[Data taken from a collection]

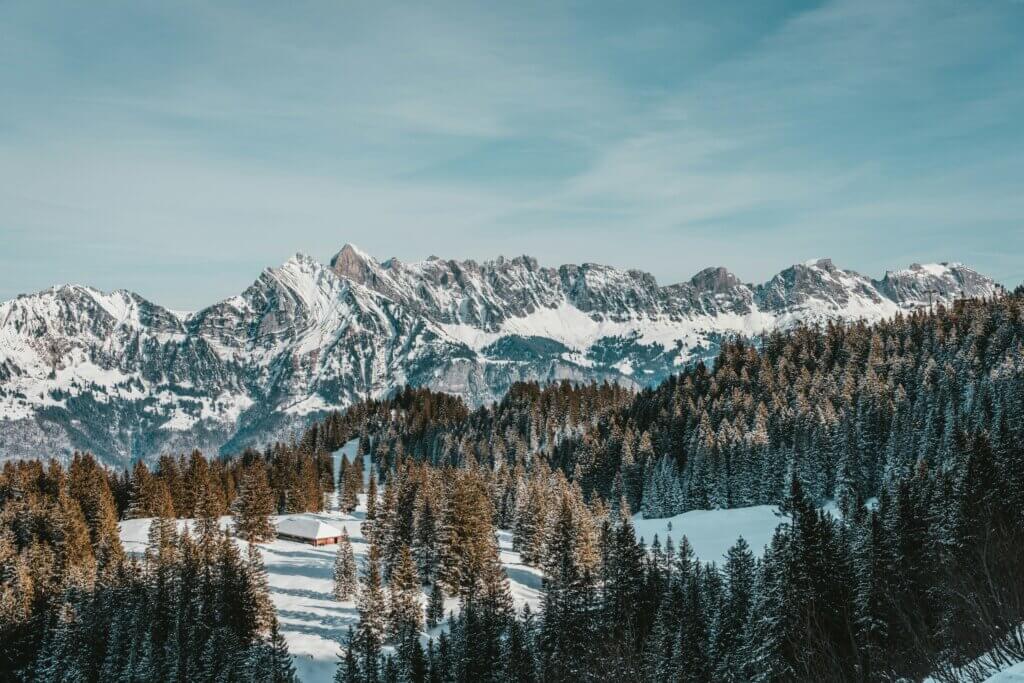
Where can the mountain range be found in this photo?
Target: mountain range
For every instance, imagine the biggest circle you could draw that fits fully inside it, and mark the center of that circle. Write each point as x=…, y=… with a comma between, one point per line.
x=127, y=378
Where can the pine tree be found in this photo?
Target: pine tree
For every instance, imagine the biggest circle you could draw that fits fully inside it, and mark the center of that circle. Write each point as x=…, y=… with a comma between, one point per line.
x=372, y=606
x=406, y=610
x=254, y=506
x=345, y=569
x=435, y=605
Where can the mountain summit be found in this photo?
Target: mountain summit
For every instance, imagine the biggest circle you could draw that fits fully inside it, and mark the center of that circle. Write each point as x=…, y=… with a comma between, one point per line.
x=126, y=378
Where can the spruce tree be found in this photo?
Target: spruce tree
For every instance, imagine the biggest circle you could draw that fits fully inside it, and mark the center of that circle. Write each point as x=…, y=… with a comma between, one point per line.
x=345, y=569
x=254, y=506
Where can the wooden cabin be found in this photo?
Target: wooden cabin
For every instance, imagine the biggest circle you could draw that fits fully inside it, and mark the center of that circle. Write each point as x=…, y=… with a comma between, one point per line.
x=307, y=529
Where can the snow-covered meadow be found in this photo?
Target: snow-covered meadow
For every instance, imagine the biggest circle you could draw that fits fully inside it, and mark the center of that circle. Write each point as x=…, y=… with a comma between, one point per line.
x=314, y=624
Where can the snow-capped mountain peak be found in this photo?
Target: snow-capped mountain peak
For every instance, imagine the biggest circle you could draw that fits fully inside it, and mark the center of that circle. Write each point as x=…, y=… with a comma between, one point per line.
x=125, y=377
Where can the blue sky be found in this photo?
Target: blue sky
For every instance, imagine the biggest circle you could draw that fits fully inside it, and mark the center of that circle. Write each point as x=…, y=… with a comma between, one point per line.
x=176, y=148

==

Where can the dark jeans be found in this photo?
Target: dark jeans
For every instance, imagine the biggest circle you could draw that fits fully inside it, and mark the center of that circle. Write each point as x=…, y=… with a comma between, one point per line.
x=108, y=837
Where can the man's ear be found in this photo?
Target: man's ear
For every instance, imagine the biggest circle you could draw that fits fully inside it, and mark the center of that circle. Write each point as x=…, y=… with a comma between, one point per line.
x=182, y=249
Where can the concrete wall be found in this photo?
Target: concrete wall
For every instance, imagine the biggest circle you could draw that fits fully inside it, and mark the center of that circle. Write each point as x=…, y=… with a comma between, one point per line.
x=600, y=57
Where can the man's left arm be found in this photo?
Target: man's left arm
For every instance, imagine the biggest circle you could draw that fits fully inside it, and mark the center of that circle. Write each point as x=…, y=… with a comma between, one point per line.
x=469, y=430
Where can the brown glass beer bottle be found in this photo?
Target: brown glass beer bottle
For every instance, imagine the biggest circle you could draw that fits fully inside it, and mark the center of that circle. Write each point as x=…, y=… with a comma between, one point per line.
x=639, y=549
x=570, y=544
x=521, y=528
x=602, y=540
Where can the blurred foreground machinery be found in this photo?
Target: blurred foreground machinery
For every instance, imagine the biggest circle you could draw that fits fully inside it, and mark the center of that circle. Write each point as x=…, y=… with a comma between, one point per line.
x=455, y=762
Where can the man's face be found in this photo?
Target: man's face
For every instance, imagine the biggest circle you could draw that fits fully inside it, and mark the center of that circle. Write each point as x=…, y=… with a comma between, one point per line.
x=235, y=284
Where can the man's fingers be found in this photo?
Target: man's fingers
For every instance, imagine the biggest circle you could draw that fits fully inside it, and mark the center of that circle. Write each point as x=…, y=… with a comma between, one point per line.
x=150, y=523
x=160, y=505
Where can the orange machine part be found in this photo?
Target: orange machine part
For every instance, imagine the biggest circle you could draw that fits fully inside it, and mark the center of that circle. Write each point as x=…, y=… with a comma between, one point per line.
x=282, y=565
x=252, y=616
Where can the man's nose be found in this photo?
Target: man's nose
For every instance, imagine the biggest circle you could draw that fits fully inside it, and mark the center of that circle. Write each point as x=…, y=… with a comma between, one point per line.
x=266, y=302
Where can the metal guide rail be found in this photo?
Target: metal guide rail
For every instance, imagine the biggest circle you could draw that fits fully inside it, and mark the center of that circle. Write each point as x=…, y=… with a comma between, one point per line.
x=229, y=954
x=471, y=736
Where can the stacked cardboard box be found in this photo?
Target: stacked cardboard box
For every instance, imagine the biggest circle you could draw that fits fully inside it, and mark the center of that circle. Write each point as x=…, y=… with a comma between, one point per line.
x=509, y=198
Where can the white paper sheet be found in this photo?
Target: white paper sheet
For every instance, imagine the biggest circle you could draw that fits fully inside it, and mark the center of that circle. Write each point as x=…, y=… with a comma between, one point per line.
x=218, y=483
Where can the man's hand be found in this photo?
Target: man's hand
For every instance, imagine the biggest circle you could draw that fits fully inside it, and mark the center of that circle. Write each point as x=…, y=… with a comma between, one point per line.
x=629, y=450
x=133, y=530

▶ **Directions for this task**:
Return, unchanged, the part of the lines above that opens with the line containing "Where can the blue" and closes with the line containing "x=176, y=148", including both of those lines.

▶ **Solution to this task**:
Where can the blue sky be found in this photo?
Target: blue sky
For every instance, imagine the biggest circle you could draw that fits fully inside it, and mark the center of that circle. Write each point as x=…, y=… with a comma between, one point per line.
x=176, y=148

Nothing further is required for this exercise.